- WORK INSTRUCTIONS
Count the lines in the records below that contain the string "metal", matching case exactly, and reply with only the number.
┌─ DATA SHOWN
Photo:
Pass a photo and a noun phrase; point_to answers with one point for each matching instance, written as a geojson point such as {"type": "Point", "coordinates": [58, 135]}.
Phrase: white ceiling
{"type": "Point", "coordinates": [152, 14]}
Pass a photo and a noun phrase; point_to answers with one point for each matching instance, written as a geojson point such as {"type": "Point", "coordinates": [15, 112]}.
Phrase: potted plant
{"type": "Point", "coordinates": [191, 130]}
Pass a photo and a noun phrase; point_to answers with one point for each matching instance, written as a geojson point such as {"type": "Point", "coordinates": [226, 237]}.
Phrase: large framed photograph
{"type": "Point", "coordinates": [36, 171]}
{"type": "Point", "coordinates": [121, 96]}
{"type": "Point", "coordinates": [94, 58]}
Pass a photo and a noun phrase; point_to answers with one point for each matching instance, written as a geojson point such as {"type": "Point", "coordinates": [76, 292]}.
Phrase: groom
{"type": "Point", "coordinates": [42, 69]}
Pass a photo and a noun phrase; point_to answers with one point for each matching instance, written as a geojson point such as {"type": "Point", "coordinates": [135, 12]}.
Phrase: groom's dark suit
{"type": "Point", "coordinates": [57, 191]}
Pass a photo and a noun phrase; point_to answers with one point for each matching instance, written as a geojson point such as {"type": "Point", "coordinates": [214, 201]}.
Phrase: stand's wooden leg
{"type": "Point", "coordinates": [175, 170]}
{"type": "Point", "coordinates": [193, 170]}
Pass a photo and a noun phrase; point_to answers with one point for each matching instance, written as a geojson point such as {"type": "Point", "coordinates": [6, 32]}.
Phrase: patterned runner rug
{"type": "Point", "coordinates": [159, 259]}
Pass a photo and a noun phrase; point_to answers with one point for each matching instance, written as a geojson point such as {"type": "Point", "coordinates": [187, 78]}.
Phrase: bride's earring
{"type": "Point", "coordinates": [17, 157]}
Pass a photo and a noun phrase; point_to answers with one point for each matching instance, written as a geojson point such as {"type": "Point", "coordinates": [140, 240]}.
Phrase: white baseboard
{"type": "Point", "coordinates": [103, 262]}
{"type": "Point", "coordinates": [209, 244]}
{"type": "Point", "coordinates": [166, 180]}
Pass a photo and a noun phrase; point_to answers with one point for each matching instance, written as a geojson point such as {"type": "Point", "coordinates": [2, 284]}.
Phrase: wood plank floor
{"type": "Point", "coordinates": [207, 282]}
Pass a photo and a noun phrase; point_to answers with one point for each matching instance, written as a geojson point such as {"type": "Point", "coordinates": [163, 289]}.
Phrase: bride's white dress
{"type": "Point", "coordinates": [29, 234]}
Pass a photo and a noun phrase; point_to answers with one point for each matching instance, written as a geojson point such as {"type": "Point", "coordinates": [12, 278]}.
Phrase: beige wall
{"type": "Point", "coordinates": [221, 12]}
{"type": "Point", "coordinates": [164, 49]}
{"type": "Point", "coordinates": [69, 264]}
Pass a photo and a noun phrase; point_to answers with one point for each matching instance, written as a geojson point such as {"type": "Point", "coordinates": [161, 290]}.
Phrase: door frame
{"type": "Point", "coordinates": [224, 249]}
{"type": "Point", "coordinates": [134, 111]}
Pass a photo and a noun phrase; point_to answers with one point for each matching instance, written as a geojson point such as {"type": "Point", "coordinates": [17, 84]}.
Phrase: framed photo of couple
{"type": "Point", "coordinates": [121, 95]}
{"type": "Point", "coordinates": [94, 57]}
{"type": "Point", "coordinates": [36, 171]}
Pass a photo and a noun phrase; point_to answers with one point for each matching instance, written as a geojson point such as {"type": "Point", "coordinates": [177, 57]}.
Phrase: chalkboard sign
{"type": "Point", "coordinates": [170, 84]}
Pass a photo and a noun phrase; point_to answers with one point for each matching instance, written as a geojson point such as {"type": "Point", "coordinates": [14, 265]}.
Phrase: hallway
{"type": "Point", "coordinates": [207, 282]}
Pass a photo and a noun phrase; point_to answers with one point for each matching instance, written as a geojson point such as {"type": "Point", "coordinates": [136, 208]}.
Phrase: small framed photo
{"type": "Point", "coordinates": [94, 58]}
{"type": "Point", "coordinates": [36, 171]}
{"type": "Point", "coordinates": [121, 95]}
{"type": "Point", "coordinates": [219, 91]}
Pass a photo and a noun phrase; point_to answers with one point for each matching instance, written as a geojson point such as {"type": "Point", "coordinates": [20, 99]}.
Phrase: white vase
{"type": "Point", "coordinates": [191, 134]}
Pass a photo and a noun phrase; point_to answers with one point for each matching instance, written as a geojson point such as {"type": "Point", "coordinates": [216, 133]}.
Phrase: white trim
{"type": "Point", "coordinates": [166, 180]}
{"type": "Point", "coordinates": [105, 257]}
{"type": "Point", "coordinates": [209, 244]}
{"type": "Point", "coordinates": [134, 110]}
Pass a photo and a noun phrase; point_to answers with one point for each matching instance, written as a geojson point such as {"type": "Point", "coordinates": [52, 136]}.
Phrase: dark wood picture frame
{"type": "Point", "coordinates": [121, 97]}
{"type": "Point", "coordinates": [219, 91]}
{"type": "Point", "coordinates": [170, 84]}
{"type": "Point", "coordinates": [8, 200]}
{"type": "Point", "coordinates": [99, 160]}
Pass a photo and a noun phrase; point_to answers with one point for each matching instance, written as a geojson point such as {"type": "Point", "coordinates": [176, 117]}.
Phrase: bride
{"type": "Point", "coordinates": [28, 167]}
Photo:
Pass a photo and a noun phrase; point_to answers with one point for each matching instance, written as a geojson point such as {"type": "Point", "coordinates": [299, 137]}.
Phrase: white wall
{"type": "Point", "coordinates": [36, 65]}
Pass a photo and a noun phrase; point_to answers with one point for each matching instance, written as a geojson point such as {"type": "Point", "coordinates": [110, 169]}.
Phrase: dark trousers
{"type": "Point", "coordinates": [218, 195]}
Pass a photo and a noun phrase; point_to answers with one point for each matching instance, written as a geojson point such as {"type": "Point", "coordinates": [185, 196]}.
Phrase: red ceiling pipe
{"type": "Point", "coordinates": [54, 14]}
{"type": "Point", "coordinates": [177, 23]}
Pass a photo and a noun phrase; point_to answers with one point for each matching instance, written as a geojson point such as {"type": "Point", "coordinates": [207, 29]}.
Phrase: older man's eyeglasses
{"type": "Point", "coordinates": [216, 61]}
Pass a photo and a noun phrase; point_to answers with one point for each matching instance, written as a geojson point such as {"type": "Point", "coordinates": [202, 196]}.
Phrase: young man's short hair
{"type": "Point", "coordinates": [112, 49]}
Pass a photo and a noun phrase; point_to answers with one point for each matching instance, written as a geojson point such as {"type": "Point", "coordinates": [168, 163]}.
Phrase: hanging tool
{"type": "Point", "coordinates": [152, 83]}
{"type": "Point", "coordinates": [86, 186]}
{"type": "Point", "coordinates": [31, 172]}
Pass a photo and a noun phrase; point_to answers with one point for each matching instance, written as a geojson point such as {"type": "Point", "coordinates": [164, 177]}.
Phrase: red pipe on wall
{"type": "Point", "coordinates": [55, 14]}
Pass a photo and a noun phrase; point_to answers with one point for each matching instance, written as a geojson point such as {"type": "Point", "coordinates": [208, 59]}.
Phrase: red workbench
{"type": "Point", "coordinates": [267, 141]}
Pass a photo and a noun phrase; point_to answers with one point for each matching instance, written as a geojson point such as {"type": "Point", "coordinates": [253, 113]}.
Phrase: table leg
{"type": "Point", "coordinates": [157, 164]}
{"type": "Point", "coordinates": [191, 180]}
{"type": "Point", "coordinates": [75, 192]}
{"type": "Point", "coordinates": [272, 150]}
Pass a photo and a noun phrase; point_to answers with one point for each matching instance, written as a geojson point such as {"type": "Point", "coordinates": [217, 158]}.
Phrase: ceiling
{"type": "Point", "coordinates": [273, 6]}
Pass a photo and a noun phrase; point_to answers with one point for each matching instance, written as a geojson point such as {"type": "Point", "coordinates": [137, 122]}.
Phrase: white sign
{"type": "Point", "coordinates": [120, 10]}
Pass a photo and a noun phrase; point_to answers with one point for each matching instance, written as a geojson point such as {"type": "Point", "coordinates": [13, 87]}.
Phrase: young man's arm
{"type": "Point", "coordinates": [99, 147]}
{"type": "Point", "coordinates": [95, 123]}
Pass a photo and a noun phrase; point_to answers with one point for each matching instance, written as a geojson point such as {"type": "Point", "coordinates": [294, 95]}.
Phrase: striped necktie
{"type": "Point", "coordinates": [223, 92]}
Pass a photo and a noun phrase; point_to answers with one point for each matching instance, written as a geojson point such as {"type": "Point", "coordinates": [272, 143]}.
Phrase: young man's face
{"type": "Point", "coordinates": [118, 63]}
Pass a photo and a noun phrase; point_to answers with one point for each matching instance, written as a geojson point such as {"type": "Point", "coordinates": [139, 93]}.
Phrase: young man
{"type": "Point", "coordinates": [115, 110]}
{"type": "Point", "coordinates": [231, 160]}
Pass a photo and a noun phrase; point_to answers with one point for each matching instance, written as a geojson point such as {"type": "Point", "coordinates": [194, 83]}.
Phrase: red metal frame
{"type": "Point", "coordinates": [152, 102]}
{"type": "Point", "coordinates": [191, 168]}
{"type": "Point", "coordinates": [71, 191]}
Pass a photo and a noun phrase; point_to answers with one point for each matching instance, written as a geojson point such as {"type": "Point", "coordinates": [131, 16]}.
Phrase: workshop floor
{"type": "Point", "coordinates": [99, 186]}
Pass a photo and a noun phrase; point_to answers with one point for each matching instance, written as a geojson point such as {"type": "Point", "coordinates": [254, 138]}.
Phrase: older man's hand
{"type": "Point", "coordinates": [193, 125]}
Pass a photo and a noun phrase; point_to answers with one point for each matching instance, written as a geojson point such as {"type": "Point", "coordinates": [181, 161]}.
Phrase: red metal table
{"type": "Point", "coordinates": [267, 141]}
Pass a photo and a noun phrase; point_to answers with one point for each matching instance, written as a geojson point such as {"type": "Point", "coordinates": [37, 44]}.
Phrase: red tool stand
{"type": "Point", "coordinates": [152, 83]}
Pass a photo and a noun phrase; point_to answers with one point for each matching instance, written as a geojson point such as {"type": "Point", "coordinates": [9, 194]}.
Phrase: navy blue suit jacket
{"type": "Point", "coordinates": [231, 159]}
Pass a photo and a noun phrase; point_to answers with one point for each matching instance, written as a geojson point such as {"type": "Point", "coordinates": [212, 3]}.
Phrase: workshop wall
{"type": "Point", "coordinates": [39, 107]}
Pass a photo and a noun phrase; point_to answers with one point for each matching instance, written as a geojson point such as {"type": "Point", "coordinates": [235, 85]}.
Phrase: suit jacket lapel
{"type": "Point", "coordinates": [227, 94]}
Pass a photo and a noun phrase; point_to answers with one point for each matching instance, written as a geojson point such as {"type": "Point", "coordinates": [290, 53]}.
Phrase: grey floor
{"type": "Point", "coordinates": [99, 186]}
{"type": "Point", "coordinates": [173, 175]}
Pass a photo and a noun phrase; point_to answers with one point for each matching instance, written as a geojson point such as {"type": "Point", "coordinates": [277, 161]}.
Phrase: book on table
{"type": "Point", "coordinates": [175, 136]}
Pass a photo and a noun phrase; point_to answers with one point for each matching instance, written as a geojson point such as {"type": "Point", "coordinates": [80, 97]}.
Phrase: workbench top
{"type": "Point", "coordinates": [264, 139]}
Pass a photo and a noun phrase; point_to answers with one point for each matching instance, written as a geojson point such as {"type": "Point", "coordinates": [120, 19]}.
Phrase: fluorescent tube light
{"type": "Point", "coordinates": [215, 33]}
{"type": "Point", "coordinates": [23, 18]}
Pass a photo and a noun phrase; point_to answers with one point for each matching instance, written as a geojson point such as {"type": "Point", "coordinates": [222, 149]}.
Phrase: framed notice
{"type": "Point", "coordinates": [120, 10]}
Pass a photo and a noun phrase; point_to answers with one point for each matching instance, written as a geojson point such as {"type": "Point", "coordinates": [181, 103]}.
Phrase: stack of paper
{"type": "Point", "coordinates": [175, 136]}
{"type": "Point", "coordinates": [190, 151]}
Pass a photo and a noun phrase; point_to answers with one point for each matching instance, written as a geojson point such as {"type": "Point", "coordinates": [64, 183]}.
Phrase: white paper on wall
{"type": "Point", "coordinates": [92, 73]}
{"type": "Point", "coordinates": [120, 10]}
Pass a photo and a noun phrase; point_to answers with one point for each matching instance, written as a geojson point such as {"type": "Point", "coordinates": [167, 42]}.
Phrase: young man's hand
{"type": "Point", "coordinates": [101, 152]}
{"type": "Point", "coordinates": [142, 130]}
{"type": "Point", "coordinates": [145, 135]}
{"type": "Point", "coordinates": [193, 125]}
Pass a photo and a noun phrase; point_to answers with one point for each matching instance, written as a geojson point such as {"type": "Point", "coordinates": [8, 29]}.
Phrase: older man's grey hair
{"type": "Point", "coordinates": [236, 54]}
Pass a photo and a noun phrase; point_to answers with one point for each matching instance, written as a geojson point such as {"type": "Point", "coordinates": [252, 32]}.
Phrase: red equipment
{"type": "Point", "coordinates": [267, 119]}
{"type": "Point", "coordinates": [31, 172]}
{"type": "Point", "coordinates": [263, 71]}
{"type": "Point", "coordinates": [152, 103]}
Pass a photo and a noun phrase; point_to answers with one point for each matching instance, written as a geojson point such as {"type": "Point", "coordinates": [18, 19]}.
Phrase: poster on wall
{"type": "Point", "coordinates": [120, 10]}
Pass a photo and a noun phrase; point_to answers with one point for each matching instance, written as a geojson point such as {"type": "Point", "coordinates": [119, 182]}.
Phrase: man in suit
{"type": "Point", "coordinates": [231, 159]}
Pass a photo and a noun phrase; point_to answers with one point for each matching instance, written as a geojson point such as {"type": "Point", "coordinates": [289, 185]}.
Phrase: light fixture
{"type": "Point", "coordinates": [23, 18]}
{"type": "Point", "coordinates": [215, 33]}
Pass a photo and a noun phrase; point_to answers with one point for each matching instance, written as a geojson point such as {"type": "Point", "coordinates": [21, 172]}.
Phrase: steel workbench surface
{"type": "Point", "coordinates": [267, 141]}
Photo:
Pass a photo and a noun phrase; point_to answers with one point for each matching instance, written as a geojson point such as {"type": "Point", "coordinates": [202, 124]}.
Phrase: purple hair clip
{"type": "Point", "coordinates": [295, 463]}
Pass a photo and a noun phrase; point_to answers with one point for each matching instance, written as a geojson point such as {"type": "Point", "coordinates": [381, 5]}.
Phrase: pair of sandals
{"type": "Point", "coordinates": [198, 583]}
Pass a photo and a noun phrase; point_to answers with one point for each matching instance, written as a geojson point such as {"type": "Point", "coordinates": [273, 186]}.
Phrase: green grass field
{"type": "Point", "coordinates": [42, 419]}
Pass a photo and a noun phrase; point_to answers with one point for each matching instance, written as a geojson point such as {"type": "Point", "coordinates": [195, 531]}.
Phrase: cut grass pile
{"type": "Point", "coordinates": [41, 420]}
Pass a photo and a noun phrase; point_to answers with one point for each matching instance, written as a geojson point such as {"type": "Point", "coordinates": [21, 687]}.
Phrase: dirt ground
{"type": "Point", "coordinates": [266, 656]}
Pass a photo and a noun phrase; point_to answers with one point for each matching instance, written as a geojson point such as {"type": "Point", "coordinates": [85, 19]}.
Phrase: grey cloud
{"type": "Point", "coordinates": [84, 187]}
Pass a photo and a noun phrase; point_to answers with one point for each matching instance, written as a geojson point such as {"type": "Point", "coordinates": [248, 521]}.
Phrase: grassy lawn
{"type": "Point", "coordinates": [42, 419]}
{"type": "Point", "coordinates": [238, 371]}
└─
- OUTPUT FOR THIS EXERCISE
2